━━━━━ PAGE EXCERPT

8. I have considered the Originating Summons, the response thereto, the parties’ testimony as well as the Applicant’s submissions.
9. It is common ground that the suit property was acquired by the Respondent before the parties’ marriage. What is in dispute is the Applicant’s claim that she contributed towards the development of the suit property. The Respondent’s position is that when he began to develop the suit property, the Applicant was away in the United Kingdom and made no contribution towards the development. Notably, the Applicant did not counter this assertion by the Respondent by way of a further affidavit. It is trite law that what is not denied is deemed to be admitted. It is stated in Odger’s Principles of Pleadings and Practice in the High Court of Justice 25th Edition, page 124:
1. Any allegation of fact unless traversed is admitted.
The pleader must either admit or deny every material allegation of fact in the pleading of his opponent and he must make it absolutely clear which facts he admits and which he denies. To ensure this, Rule 13 provides that any allegation of fact is deemed to be admitted unless traversed and that a traverse may be either by a denial or by a statement of non-admission and either expressly or by necessary implication.
10. In her testimony, the Applicant stated that the parties began to build their matrimonial home on the suit property in 2000. Upon completion in 2001, they moved in and lived there until 2010. Although she moved to the UK in 1999, she came to Kenya often. The Applicant’s seeks that the suit property be divided equally between the parties. The Respondent however stated that he alone built the house in 2011 when the Applicant was away in the UK. He further denied that the Applicant lived with him in the suit property. He occupies the suit property.
11. Section 6 of the Matrimonial Property Act defines matrimonial property as follows:
(1) For the purposes of this Act, matrimonial property means—
(a) the matrimonial home or homes;
(b) household goods and effects in the matrimonial home or homes; or
(c) any other immovable and movable property jointly owned and acquired during the subsistence of the marriage
12. For a property to be declared to be matrimonial property, it must constitute the matrimonial home or homes of the parties and household goods and effects in such home or homes. Other property jointly owned and acquired during the subsistence of the marriage of the parties also constitutes matrimonial property. Matrimonial home is defined in Section 2 of the Act as “any property that is owned or leased by one or both spouses and occupied or utilized by the spouses as their family home, and includes any other attached property.”
13. It is not possible to tell from the available evidence whether the Applicant did in fact live in the suit property. It is her word against the Respondent’s. Be that as it may, I am prepared to accept that this house was intended to be the matrimonial home of the parties. Accordingly, the same is matrimonial property by definition.
14. Section 7 of the Act makes provision relating to ownership of matrimonial property as follows:
Subject to section 6(3), ownership of matrimonial property vests in the spouses according to the contribution of either spouse towards its acquisition, and shall be divided between the spouses if they divorce or their marriage is otherwise dissolved.

━━━━━━━━━━

> **EXERCISE 1**:
Set down, word for word, the part of the judgment excerpt starting with "13. It is not" and going on through "property by definition.".
> **EXERCISE 2**:
According to the judgment excerpt, what categories of property does Section 6(1) of the Matrimonial Property Act count as matrimonial property? List them.
> **EXERCISE 3**:
In the judgment excerpt, in what year did the Applicant move to the UK?
The lines of location labeling records are not needed for this work.

━━━━━ DATA LISTING

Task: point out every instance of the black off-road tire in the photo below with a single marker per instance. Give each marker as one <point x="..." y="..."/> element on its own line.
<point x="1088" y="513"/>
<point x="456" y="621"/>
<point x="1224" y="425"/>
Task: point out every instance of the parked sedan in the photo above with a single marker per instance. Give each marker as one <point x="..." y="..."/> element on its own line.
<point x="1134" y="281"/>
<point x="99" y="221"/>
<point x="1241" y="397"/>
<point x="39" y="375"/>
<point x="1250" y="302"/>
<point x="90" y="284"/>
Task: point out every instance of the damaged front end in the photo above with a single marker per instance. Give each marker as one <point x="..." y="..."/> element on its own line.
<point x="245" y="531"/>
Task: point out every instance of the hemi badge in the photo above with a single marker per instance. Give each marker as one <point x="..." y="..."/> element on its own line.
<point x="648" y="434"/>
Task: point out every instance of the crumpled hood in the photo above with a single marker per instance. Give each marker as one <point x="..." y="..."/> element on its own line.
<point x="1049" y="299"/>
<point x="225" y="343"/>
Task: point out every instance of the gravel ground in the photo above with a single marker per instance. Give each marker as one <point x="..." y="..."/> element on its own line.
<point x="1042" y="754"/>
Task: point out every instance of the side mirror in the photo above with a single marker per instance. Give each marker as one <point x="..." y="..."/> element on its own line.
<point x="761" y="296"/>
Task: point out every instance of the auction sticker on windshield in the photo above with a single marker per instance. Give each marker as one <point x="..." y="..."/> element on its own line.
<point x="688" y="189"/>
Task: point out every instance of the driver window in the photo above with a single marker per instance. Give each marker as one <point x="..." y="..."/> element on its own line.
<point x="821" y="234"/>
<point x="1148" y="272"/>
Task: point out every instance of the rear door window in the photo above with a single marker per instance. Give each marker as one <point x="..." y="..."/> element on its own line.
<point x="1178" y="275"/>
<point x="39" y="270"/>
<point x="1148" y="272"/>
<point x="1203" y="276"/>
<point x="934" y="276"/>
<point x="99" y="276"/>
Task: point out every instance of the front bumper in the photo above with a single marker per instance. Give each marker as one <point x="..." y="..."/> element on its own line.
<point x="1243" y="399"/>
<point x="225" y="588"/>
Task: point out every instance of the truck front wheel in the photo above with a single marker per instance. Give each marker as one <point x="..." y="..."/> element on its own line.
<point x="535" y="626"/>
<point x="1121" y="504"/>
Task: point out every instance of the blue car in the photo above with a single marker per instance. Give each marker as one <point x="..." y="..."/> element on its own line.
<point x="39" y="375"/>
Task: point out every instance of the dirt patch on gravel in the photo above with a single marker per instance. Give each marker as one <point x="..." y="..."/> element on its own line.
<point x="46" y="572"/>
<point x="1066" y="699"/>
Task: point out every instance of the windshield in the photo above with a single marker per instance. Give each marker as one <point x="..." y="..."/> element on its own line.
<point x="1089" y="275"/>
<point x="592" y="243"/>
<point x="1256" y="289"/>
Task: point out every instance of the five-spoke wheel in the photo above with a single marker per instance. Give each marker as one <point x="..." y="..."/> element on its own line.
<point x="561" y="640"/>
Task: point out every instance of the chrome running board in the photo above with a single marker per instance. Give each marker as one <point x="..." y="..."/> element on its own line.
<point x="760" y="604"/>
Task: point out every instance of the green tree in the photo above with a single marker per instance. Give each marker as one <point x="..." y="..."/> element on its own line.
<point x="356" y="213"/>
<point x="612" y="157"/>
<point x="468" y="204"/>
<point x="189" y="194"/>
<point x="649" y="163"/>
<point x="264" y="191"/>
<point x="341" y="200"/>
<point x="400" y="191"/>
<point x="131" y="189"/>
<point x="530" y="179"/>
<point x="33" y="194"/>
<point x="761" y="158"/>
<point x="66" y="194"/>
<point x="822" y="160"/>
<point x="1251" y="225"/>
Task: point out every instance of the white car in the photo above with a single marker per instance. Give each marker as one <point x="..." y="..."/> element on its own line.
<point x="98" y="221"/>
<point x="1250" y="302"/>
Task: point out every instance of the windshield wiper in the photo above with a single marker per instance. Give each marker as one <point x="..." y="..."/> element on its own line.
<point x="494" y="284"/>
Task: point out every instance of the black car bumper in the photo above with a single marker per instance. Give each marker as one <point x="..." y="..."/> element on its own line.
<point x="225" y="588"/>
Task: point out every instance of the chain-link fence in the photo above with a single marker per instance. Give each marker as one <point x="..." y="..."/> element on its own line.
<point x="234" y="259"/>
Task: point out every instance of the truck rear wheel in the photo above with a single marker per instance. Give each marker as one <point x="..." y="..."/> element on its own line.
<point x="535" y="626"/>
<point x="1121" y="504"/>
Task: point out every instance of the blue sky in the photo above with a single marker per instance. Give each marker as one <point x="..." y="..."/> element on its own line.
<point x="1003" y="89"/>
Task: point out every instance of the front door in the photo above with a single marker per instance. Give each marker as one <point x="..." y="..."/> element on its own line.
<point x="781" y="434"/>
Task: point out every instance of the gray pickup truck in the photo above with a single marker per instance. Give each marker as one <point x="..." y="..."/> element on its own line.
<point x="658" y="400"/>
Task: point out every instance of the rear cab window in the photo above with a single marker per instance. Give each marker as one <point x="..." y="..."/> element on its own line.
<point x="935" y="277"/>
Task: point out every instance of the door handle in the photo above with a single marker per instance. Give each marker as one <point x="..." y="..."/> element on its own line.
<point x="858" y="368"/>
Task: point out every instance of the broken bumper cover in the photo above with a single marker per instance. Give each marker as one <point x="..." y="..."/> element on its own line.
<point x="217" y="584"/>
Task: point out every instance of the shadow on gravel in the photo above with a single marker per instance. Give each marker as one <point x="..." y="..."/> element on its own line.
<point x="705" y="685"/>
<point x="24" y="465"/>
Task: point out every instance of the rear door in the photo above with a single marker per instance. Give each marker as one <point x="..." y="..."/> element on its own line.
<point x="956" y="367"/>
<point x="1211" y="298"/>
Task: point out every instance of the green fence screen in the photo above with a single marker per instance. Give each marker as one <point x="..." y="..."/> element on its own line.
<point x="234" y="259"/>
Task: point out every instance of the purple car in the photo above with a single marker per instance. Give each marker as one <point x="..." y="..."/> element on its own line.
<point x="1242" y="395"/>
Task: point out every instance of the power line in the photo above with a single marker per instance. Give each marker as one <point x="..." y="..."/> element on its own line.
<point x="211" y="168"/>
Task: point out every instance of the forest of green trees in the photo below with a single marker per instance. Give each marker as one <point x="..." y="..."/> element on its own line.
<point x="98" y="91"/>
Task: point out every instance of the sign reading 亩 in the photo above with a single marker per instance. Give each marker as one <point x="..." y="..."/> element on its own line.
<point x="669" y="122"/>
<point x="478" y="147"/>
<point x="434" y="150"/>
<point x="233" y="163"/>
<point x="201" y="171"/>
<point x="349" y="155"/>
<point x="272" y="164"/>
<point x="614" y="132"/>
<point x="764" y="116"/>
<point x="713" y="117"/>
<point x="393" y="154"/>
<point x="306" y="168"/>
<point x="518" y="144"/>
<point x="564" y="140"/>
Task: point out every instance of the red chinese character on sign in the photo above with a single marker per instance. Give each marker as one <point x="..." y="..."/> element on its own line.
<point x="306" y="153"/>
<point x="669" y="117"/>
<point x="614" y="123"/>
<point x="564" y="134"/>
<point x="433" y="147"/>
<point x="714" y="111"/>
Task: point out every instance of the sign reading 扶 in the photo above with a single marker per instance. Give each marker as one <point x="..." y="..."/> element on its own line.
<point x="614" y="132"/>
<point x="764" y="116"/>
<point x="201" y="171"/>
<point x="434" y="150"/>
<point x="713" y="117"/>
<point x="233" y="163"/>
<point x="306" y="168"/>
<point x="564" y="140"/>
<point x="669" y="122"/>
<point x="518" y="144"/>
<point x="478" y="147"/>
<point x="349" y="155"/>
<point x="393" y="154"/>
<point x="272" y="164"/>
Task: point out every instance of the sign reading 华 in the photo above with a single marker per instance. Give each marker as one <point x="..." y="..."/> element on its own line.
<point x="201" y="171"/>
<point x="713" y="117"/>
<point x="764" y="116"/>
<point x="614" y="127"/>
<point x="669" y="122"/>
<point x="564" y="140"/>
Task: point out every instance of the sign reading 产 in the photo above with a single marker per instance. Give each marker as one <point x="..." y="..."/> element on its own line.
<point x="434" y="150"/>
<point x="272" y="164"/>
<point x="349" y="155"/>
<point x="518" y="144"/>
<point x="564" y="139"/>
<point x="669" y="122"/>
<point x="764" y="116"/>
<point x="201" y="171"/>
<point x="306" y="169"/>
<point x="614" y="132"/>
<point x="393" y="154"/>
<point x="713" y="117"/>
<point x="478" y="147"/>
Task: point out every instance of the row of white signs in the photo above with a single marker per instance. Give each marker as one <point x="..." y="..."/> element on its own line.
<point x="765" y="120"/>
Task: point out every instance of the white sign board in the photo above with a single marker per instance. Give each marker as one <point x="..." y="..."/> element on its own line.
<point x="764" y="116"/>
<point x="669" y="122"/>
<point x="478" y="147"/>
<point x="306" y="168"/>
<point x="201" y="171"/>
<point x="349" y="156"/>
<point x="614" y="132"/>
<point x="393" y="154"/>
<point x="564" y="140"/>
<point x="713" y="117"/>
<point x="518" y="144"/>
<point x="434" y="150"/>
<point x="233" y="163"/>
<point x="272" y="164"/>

━━━━━━━━━━

> **TASK OUTPUT 1**:
13. It is not possible to tell from the available evidence whether the Applicant did in fact live in the suit property. It is her word against the Respondent’s. Be that as it may, I am prepared to accept that this house was intended to be the matrimonial home of the parties. Accordingly, the same is matrimonial property by definition.

> **TASK OUTPUT 2**:
- The matrimonial home or homes
- Household goods and effects in the matrimonial home or homes
- Any other immovable and movable property jointly owned and acquired during the subsistence of the marriage

> **TASK OUTPUT 3**:
1999